REQUIRED ACTION A - In the passage about housing costs and heart health, how many households nationwide spend above 30% of their income on housing payments?
REQUIRED ACTION B - Pick up the passage about housing costs and heart health after its final sentence and continue it.

TEXT UNDER STUDY -
┏━━

DALLAS, Aug. 20, 2020 – More than 50 million people in the United States have an increased risk of heart disease and stroke due to constant struggles to make housing payments. A grant from The Kresge Foundation will support a collaboration between the American Heart Association, the world’s leading voluntary health organization devoted to a world of longer, healthier lives and Enterprise Community Partners, Inc. (Enterprise), a national nonprofit that creates and preserves affordable homes in thriving communities, to help local faith-based institutions identify unique solutions to develop land and property assets into affordable housing.
Nearly 38 million households nationwide spend above 30% of their income on housing payments and are left with few resources to cover necessities such as food, childcare, utilities and health care. Black and Hispanic households are almost twice as likely as white households to lack housing security due in part to structural racism that has restricted the lives of people of color throughout history.

┗━━

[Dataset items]
┏━━

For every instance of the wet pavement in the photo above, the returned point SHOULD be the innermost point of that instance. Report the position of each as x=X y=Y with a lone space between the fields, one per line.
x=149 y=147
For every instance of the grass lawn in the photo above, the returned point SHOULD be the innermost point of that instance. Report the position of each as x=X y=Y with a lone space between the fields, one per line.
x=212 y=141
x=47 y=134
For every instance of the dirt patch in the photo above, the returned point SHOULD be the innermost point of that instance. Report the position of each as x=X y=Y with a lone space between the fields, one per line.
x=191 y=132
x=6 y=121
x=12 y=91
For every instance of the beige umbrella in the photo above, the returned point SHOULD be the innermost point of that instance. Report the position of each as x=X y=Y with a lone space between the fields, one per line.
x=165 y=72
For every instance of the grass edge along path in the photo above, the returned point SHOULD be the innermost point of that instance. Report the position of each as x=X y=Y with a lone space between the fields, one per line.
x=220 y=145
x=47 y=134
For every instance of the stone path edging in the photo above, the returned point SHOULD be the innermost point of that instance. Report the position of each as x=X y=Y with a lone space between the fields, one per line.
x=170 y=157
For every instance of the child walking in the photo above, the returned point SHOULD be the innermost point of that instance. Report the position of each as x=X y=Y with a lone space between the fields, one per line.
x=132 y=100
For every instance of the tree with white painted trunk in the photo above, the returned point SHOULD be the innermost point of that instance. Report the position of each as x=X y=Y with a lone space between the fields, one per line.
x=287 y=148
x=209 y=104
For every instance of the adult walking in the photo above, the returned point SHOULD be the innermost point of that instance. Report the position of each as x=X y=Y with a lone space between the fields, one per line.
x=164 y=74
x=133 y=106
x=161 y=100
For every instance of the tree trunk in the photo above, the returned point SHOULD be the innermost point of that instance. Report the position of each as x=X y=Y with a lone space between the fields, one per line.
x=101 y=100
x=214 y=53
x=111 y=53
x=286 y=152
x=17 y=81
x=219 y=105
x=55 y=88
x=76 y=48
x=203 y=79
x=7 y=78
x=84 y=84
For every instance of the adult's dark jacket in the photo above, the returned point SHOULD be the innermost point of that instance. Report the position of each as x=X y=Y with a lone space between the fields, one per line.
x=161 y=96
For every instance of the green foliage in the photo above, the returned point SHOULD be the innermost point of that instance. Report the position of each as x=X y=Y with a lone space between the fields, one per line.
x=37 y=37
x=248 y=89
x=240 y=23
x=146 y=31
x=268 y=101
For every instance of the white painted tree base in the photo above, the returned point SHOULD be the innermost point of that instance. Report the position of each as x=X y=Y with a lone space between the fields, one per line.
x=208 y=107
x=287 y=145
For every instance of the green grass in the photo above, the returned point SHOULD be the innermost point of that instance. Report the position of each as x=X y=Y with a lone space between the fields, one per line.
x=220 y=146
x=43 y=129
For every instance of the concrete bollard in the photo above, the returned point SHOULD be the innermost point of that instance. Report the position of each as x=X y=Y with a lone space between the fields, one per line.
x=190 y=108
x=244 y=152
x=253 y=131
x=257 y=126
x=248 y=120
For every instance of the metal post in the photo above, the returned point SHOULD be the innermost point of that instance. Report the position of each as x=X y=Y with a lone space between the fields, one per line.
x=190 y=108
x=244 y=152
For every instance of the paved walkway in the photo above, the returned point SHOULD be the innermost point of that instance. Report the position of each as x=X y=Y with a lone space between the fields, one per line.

┗━━

TASK ANSWER A - Nearly 38 million households.

TASK ANSWER B -
“Since 2006, Enterprise has worked with houses of worship in Washington, D.C., Maryland and Northern Virginia to turn underutilized land into community spaces, a health clinic, and more than a thousand affordable homes—with many more on the way. We are thrilled to expand that success across the country,” said David Bowers, vice president and Mid-Atlantic market leader, Enterprise. “Together with the American Heart Association, we are positioned to help empower faith communities with the development resources, capital and training to better the lives of all the people they serve.”
Houses of worship from all faiths and backgrounds interested in learning more about the benefits, policies and procedures associated with converting unused property into affordable housing are invited to attend a free informational webinar led by Enterprise on Tuesday, Aug. 25, 2020 or Thursday, Aug. 27, 2020. Faith communities interested in pursuing a faith-based housing initiative and obtaining training and additional information will have the opportunity to attend one of five workshops in late 2020 and early 2021.
According to recent findings from the Household Pulse Survey, among those who experienced job losses during the coronavirus pandemic, half of adults in households with an income under $25,000 had little to no confidence in their ability to pay the next month’s rent or mortgage on time, compared to about 8% of adults in households earning $100,000 or more.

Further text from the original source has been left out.